Text shown
*** Block opens ***
Cancer claims from Hamilton firefighters are double the provincial rate

Despite legislation aimed at helping firefighters get compensation, many are being denied

Cancer claims from Hamilton firefighters are double the provincial rate
Although Hamilton firefighters are filing work-related cancer claims at twice the provincial rate, hundreds are still being denied compensation.

That’s according to data from Ontario’s Workplace Safety and Insurance Board (WSIB), which shows that 22 firefighters are considered for work-related cancer benefits for every 100,000 people in Hamilton. That’s compared to the provincial rate of 11 claims for every 100,000 in Ontario, and 10 for every 100,000 in Ottawa.

The high incidence among firefighters could be explained by their relatively high exposure to cancer risks. This includes the infamous Plastimet chemical fire in 1997. The fire took days to put out, and left many firefighters suffering short- and long-term health effects. It was the basis for 2007 legislation to make it easier for Ontario firefighters to claim for work-related cancers.

While that should have simplified and clarified the claims process, many claims considered by the WSIB are still rejected. In addition, many cancers that are apparently work-related don’t even get considered for review. Out of all claims filed by the Hamilton firefighters’ union, the overall acceptance rate is 25%, with hundreds reportedly being denied their right to compensation.
*** Block closes ***
Data records
*** Block opens ***
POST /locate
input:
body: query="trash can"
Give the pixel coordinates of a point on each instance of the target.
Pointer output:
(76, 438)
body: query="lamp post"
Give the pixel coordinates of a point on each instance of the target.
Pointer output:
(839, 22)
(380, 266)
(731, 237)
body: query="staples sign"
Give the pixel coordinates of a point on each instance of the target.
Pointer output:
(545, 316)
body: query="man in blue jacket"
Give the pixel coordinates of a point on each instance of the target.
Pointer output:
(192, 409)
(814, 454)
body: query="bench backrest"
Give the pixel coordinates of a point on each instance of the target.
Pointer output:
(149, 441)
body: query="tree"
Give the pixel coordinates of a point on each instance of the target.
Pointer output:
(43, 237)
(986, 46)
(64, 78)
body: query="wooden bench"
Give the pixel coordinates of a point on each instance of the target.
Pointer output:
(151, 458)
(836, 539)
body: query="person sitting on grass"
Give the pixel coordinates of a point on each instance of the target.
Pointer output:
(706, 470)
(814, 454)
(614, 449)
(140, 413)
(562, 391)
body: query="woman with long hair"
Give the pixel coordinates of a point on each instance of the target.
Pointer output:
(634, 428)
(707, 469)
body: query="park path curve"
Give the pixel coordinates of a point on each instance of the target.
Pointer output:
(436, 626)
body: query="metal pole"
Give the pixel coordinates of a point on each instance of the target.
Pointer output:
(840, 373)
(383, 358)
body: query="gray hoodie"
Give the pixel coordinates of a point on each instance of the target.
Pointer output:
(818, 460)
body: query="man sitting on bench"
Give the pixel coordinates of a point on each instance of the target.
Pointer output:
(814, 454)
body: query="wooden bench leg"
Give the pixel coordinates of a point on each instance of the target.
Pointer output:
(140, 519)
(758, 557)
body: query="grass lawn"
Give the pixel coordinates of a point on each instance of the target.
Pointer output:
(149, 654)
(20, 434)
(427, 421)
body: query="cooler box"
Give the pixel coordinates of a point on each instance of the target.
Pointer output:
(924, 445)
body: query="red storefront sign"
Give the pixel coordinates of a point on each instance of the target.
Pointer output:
*** Block closes ***
Problem to work on
Rewrite the paragraph of the article on Hamilton firefighters' cancer claims that begins "The high incidence among firefighters" as a short bulleted list that keeps its main facts. The material has no connection to the article on Hamilton firefighters' cancer claims.

Exercise answer
- Firefighters' high incidence may be explained by their relatively high exposure to cancer risks.
- One such exposure was the infamous 1997 Plastimet chemical fire, which took days to put out.
- Many firefighters suffered short- and long-term health effects from that fire.
- The fire was the basis for 2007 legislation making it easier for Ontario firefighters to claim for work-related cancers.